§ OBJECTIVE
Reproduce word for word the lines of the entries that start with the line containing "Would you please tag the man in" and run through the end of the entries, including both ends.

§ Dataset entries
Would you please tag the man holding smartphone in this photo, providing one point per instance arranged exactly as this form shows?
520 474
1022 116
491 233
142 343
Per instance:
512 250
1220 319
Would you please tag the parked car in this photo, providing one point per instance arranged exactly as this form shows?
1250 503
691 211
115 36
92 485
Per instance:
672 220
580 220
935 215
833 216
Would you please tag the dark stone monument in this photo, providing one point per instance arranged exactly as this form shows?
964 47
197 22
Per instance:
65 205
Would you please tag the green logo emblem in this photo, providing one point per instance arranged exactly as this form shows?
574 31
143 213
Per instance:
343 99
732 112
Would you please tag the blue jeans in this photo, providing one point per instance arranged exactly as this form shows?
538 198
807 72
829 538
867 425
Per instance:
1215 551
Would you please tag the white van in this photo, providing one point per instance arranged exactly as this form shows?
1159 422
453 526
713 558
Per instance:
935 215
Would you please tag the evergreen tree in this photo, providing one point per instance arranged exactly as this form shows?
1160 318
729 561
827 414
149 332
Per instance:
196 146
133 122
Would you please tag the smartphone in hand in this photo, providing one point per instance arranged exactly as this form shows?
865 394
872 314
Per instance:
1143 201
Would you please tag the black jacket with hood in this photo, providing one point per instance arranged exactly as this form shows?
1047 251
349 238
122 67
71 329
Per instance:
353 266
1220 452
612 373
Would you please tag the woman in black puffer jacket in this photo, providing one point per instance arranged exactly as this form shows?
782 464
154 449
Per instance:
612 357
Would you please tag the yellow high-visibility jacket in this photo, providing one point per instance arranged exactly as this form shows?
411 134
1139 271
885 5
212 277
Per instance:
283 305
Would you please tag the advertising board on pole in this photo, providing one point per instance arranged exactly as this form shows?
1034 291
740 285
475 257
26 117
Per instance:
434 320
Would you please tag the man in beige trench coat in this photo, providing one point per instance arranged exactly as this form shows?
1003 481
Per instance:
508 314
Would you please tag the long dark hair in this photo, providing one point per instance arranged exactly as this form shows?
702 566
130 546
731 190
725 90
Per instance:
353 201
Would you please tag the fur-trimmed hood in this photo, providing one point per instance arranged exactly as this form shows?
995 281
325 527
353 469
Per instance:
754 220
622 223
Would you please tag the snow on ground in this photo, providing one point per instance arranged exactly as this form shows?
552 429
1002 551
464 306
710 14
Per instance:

§ WRITTEN SOLUTION
Would you please tag the man in beige trench coat in this photo, providing one point per instance arranged exactly as this form shows?
1003 481
Per instance:
508 314
Would you please tag the long dark hair in this photo, providing one point per instance arranged exactly as this form shows?
702 566
130 546
731 190
725 90
Per instance:
353 201
Would you please tag the fur-trimmed hood in this photo, providing one point per instance arranged exactly as this form shows?
995 281
325 527
353 469
Per instance:
754 220
622 223
Would you please tag the snow on ground in this photo, providing one point per instance arranged exactly as this form shows?
552 429
1002 551
464 306
710 14
Per instance:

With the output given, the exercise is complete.